### [DIRECTIONS]
When a line of the entries contains the word "pixel", report that line.
== RECORDS SHOWN ==
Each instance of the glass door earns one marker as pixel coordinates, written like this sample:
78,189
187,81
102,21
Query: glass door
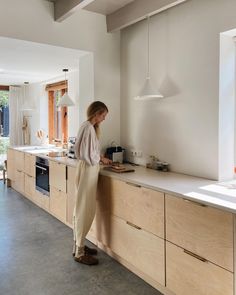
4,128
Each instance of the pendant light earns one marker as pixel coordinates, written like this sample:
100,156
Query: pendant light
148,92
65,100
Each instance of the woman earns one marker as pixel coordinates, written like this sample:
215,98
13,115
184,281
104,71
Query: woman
===
== RECORDS SHOWN ==
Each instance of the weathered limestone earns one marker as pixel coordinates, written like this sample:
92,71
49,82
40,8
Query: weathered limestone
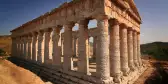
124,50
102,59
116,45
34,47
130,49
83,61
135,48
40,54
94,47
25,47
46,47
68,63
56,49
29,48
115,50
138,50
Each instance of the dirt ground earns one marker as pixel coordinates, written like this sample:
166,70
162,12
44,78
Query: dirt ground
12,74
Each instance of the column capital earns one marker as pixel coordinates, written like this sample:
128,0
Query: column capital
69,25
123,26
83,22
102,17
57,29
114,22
===
### [SOLUTION]
Each instance of the glass door earns one marker as pixel coordinates, written like this sample:
Each instance of the pendant light earns one marker as pixel coordinates, written like this sample:
Each instance of the woman earns one marker as pixel coordinates, written like this sample:
Each instance of the weathered limestone earns one marker as pixel coordinates, written like this sample:
Each instance of the dirt ground earns one marker as pixel coordinates, written like this sample:
Each instance of the column capital earns one marker as pixel coordinates, written like this sample:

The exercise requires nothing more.